Task prompt: Revise the following material so that each occurrence of "boat hull" reads "vessel hull", with every other line left unchanged.

Information shown:
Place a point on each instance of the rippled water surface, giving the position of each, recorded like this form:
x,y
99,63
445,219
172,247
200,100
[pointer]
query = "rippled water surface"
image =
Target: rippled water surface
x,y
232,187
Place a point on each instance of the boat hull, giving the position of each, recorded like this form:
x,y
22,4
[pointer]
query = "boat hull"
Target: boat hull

The result:
Place a point on each instance of the rippled water surface, giving the position of each, recorded like this form:
x,y
99,63
445,219
172,247
200,100
[pointer]
query = "rippled water surface"
image =
Target: rippled water surface
x,y
232,187
Place a point on each instance of the vessel hull, giving the position of each, recorded like this form:
x,y
22,4
[pointer]
query = "vessel hull"
Target: vessel hull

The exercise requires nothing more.